The Central Bank of the United States (USA), The Federal Reserve or The Fed, announced on Wednesday (4/5) raising the benchmark interest rate 50 basis points or 0.5 percent as a continuation of efforts to tackle the highest inflation in four decades. The 0.5 percent increase was the highest increase the Fed has made since May 2000.
This increase follows a 0.25 percent increase in the benchmark interest rate that the Fed has made in March. Now interest rates in the US are at 0.75 percent.
This increase will have the effect of increasing the cost of all types of loans, including mortgages, credit cards to car payments. This is predicted to dampen demand and business activity.
AFP explained that inflation in the US has become a major concern after the world’s largest economy experienced a spike in inflation of 8.5 percent over the past 12 months, the highest since December 1981.

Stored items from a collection
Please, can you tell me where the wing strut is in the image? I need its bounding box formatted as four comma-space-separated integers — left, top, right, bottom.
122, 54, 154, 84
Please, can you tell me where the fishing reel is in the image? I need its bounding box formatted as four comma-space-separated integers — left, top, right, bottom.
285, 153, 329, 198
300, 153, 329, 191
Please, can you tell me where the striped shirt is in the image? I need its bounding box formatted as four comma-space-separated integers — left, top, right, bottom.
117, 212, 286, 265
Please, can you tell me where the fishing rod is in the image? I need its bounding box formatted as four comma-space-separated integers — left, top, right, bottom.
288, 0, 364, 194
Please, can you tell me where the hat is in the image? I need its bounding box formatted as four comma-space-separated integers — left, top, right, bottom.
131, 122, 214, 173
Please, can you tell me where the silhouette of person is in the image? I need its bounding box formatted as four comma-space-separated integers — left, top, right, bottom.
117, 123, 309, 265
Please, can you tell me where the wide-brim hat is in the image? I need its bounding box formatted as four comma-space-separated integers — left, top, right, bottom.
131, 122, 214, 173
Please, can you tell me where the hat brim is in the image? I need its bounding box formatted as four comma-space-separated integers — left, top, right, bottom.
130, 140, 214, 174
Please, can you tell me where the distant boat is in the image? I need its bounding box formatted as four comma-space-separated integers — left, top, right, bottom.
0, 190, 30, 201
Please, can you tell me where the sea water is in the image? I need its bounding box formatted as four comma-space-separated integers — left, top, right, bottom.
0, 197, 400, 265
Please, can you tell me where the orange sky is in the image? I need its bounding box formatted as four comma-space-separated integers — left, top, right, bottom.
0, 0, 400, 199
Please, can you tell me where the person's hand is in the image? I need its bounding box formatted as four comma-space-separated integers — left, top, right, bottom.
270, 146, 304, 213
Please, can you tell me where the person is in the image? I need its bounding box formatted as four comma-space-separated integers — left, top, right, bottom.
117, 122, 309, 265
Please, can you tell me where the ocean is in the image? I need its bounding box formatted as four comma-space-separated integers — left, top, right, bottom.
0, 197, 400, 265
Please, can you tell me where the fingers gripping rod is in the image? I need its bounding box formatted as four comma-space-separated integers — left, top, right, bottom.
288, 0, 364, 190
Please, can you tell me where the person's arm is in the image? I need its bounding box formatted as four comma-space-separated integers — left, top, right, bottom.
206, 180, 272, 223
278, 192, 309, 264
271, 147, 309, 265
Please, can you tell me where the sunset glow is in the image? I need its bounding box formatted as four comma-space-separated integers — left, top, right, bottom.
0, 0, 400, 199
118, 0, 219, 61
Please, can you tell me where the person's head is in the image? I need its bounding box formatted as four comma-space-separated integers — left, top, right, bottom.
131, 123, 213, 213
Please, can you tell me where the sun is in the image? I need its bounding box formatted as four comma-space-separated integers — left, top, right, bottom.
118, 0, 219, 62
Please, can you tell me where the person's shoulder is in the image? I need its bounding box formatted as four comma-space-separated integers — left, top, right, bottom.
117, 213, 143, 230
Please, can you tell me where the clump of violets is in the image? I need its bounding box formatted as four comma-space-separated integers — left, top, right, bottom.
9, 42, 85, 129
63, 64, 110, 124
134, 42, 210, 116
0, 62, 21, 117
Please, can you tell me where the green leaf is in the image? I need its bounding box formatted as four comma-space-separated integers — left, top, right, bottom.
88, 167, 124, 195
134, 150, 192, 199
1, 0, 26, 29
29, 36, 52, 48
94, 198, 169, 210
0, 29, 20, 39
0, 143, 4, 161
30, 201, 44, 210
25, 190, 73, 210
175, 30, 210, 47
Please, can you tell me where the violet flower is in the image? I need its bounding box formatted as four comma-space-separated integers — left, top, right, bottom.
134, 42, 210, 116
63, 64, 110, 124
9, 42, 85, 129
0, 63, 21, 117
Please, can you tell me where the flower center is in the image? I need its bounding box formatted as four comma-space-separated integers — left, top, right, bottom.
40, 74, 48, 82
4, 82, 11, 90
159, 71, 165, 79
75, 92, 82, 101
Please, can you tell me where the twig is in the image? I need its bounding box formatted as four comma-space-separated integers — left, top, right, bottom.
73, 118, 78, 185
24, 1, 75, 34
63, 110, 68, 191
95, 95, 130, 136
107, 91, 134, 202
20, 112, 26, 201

■ BRIEF ■
Resume the article on the Federal Reserve's interest rate increase, picking up after its final sentence. The records were taken from a separate source.

■ RESPONSE AREA ■
According to CNN, Americans are currently experiencing price increases for everything from grocery items to fuel. The Russia-Ukraine conflict, which is currently taking place, is not likely to subside in the near future.
“The implications for the US economy are highly uncertain. The invasion and related events create additional pressure on inflation and are likely to weigh on economic activity,” the Fed said in a statement.
The Fed also warned lockdown related to the pandemic in China is likely to weigh on an already troubled supply chain.